**Work to complete**
Copy each line of the entries beneath that contains the word "house".
*** Exercise data Section Begins ***
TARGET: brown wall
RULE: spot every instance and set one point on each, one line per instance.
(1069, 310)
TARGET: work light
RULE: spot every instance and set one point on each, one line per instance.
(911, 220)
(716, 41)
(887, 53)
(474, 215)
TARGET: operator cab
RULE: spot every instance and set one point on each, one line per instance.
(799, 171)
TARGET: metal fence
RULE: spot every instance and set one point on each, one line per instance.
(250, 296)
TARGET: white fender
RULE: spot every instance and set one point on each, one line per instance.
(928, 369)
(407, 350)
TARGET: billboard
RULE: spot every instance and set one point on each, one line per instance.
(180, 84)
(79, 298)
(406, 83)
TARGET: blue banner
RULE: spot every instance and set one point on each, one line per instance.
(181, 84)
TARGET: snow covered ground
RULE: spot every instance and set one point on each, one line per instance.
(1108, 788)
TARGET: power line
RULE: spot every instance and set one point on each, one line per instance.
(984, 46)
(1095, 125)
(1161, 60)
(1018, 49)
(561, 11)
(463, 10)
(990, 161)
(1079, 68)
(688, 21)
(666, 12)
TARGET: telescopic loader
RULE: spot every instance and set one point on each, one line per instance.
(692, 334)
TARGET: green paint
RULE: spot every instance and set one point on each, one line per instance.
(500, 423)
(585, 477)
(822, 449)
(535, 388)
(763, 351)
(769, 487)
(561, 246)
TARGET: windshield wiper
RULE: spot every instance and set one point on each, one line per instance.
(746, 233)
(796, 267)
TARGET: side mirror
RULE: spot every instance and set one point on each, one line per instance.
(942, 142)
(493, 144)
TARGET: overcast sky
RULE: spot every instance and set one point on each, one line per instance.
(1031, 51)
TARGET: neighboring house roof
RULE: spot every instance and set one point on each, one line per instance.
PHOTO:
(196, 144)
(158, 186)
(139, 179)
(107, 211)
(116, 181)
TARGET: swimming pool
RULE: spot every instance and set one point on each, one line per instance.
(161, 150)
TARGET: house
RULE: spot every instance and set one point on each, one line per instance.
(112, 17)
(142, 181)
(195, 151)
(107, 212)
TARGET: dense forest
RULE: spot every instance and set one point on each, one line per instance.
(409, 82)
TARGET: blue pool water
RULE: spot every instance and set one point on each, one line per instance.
*** Exercise data Section Ends ***
**Your solution**
TARGET: neighboring house roof
TARGET: house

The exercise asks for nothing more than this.